_QUOTED TEXT:_
2Personal aside: Have friend, former WA State Climatologist who also worked at the U of WA as I did, arriving here with his wife on the 12th for a vacation from the dark days of wintertime Seattle. They will be here for the whole cold week and possible snow as it turns out, and then go back. Having looked at the progs, he now wants to take a “vacation from his vacation”, maybe head off to Costa Rica after arriving in AZ!
Backdoor rain? Looks like any chance of rain will happen later this afternoon through overnight as mainly mid-level clouds twist around our low from the east. That low is now over Yuma, AZ, and the center will pass to the south of us tonight. We don’t see that happen too often. Here’s a nice loop of the circulation around it, also showing the radar echoes–very handy. (Some cloud shots at the bottom, way down there.)
Right now, our low is looking pretty dry, not much going on in it, or around it right now, and so any rain falling from mid-level cloud bands, like Altocumulus (with virga) and a likely deep band of Altostratus (also with virga), will be pretty light; sprinkles to maybe a hundredth or two. The better part of this is that with mid-level clouds coming from the east, they won’t be much dissipated by the air going downhill from the Catalina Mountains as you would expect with low clouds. However, in Mexico, since it is so cold in the center of this low, there will likely be reports of snow in unusual places, as in the last storm. The U of AZ Beowulf Cluster model, the best around for us, sees only a brief, fairly close call for rain tonight.

_PROMPT:_ Copy everything in the weather post from "Right now, our" down to "for rain tonight.", swapping "virga" for "fallstreaks". You won't need any of the lines that come next.

_STORED DATA:_
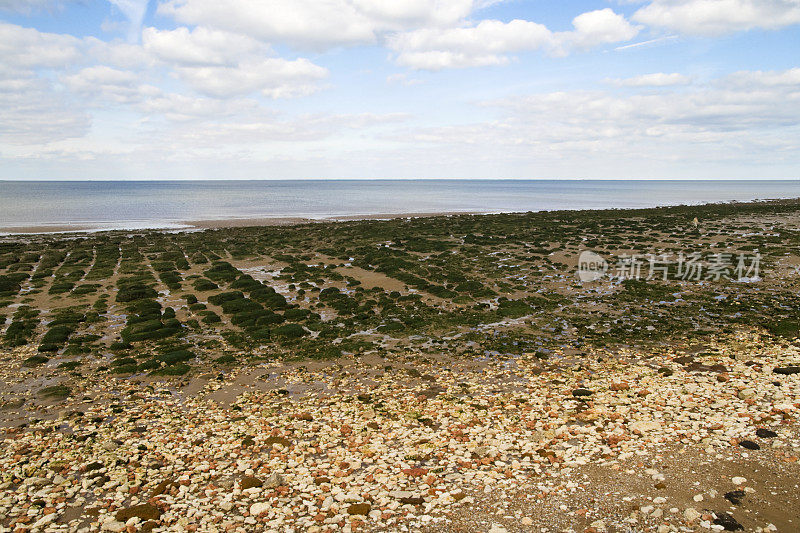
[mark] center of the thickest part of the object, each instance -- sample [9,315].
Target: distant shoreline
[244,222]
[191,225]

_THE RESPONSE:_
Right now, our low is looking pretty dry, not much going on in it, or around it right now, and so any rain falling from mid-level cloud bands, like Altocumulus (with fallstreaks) and a likely deep band of Altostratus (also with fallstreaks), will be pretty light; sprinkles to maybe a hundredth or two. The better part of this is that with mid-level clouds coming from the east, they won’t be much dissipated by the air going downhill from the Catalina Mountains as you would expect with low clouds. However, in Mexico, since it is so cold in the center of this low, there will likely be reports of snow in unusual places, as in the last storm. The U of AZ Beowulf Cluster model, the best around for us, sees only a brief, fairly close call for rain tonight.